WHAT IS EXPECTED:
From the line containing "Point out every instance of the cupcake base" down to the last line of the material, return those lines verbatim and only those.

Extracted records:
>> start
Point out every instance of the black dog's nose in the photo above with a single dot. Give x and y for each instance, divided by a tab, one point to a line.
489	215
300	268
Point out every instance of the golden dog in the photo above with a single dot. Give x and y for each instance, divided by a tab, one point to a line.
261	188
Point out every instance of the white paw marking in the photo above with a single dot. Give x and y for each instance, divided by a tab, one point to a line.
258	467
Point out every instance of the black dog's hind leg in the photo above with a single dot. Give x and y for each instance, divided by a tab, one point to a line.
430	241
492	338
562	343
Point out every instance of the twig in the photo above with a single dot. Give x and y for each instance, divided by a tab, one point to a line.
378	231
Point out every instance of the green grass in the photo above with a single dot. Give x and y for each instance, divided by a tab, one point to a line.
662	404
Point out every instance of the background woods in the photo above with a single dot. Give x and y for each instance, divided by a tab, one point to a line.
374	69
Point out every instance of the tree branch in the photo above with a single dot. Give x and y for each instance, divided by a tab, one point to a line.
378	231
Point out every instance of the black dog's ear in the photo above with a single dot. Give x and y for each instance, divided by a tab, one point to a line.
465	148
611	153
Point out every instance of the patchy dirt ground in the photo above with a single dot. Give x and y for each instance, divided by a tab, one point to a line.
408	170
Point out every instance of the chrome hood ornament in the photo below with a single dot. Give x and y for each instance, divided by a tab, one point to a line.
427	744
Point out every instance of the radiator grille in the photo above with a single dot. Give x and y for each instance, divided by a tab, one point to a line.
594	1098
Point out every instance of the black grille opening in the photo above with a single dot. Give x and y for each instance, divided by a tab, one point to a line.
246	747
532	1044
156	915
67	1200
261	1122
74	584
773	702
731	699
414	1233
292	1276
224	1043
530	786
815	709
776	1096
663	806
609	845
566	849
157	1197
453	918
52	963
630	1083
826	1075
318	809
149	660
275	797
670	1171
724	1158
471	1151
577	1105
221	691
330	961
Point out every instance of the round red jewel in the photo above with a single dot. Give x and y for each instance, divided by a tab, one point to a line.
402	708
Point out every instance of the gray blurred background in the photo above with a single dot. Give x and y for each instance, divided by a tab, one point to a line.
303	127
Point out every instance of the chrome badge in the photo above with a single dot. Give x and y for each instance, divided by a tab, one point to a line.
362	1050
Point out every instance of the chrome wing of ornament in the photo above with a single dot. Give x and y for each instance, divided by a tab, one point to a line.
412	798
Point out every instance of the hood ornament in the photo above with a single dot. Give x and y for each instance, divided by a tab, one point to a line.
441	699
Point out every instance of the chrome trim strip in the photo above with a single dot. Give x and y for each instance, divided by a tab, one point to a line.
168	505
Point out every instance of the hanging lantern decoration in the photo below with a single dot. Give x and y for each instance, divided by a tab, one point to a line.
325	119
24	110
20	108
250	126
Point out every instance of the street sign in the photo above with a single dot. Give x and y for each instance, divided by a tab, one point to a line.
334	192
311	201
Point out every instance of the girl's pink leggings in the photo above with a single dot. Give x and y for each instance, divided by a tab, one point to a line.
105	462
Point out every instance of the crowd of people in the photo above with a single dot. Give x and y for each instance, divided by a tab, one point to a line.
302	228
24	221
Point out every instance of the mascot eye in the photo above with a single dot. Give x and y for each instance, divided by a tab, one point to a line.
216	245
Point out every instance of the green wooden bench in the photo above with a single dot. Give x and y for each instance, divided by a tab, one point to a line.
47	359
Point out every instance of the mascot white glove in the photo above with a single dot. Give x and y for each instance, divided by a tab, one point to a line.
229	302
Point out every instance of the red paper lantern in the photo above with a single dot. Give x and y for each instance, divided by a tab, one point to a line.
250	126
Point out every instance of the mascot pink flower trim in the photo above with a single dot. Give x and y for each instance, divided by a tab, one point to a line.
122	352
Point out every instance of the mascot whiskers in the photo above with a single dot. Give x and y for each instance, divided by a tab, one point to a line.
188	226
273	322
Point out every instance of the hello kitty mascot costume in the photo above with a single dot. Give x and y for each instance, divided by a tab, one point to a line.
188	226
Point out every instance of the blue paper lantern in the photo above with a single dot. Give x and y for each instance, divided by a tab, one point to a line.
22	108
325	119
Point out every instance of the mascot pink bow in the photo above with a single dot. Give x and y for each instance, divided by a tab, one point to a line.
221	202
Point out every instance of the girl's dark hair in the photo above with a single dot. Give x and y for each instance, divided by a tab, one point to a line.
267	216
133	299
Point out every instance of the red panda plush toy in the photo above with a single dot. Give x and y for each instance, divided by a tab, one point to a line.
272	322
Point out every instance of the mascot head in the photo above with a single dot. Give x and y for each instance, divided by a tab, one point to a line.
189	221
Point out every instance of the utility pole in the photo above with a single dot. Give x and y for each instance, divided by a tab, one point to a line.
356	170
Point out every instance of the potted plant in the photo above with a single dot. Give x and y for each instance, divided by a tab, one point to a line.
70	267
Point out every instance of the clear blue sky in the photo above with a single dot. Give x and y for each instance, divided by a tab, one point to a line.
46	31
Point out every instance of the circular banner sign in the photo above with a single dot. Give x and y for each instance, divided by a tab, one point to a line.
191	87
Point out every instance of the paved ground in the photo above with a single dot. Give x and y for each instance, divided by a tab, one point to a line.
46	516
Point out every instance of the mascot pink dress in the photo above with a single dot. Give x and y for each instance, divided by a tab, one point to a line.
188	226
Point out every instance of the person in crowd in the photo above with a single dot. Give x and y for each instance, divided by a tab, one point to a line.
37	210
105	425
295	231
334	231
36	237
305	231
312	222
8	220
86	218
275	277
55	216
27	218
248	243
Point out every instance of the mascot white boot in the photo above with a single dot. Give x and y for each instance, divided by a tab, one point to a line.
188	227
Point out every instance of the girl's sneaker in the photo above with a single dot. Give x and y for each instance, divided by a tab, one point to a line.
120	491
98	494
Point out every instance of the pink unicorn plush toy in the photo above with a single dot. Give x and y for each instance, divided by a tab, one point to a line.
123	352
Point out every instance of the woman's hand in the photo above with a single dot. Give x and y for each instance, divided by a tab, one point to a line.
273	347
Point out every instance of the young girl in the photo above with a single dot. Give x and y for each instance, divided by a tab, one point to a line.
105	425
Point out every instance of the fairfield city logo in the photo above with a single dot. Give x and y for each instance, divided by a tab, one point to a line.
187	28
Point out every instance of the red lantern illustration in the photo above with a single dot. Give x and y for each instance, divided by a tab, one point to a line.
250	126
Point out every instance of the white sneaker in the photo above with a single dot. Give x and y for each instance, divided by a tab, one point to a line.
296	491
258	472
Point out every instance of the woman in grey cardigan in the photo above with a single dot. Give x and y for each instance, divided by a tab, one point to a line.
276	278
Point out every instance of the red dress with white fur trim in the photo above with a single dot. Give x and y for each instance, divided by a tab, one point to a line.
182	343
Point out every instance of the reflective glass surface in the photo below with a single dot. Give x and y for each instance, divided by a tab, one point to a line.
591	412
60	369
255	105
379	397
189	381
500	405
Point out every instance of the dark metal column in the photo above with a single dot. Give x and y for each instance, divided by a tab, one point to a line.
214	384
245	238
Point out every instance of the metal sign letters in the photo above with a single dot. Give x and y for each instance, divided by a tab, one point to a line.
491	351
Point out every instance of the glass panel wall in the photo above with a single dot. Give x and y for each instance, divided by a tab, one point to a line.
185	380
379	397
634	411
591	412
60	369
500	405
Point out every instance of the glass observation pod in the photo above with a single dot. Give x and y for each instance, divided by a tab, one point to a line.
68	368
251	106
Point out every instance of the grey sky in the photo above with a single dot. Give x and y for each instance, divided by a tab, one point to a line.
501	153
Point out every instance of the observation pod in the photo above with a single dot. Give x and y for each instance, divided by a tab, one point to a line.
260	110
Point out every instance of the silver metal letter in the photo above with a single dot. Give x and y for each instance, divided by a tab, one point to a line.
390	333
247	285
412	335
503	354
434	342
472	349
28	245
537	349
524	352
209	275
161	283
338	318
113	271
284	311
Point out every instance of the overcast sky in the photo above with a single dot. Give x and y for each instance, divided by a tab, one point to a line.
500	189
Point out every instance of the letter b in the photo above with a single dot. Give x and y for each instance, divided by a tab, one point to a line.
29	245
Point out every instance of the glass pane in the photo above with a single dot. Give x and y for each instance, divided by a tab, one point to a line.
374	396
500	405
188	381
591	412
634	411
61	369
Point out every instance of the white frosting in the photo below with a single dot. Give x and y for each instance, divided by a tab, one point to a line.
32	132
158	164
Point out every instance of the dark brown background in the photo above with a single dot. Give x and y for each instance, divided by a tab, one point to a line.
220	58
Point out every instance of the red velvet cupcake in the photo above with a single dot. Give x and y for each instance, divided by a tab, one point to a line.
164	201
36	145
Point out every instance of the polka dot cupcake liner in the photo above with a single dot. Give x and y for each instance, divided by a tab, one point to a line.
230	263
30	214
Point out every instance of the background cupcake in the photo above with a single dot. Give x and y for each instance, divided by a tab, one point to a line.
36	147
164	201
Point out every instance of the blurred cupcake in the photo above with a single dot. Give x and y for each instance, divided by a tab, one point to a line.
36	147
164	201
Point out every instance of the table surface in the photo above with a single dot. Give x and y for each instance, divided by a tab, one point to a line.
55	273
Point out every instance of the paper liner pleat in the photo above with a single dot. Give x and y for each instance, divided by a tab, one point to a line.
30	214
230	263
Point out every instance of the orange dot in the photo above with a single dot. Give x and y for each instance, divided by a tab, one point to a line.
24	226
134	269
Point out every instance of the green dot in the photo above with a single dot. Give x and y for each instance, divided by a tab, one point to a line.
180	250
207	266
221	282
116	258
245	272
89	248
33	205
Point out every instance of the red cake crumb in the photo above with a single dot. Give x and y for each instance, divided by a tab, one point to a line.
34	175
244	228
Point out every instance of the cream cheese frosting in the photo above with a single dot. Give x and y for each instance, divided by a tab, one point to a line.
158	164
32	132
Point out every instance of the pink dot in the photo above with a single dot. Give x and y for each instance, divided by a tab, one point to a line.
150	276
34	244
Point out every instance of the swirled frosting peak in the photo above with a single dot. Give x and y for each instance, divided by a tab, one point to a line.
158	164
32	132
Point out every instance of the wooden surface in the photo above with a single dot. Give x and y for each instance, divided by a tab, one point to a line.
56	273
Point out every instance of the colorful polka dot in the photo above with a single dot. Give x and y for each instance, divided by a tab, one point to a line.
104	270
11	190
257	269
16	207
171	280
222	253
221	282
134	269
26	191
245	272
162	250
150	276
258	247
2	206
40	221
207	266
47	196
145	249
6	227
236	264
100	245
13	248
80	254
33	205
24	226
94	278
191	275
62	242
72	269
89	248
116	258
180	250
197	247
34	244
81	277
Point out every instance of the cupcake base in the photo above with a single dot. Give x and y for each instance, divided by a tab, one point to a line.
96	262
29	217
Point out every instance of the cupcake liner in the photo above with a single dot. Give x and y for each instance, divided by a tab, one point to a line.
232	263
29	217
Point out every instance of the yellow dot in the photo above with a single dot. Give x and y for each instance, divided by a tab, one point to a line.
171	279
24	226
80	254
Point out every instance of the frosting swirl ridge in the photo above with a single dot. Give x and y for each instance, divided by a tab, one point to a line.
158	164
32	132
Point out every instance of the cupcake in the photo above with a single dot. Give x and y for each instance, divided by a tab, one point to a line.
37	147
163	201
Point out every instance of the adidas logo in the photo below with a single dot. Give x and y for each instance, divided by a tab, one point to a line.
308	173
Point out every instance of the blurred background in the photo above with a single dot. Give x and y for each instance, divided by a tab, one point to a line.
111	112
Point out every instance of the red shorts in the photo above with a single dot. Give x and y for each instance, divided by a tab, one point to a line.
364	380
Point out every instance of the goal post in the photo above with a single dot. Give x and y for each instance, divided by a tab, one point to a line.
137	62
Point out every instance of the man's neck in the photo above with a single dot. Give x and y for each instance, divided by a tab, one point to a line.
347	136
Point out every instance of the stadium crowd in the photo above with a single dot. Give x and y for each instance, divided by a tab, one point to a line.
>> end
IN RESPONSE:
Point out every instance of the cupcake base in the photo above with a single dot. Give x and y for each instance, divided by a tab, one point to a line.
96	262
29	217
Point out every instance of the cupcake liner in the photo above with a single dot. Give x and y for each instance, divided by a tab, one point to a line.
232	263
29	217
Point out every instance of the yellow dot in the photo above with a single dot. Give x and y for each instance, divided by a tab, one point to a line.
171	279
24	226
80	254
Point out every instance of the frosting swirl ridge in the photo above with a single dot. Give x and y for each instance, divided by a tab, one point to a line.
158	164
32	132
Point out every instance of the cupcake in the photo above with a single dot. Give x and y for each instance, divided by a tab, one point to a line.
37	147
163	201
Point out every instance of the adidas logo in the photo below with a single dot. Give x and y for each instance, divided by a tab, one point to a line.
308	173
Point out every instance of the blurred background in the photo above with a single dot. Give x and y for each instance, divided by a tab, one point to a line.
111	112
Point out every instance of the red shorts in the photo above with a single dot. Give x and y for each instance, divided by a tab, one point to a line.
364	380
Point out every instance of the goal post in the photo above with a single dot. Give x and y for each instance, divided by a tab, one point to a line.
137	62
Point out every instance of the man's neck in the photo above with a single dot. Give x and y for each instance, divided by a tab, one point to a line.
347	136
Point out every instance of the stadium crowd in the photo above with a single dot. Give x and y for each instance, divided by a tab, one point to a line.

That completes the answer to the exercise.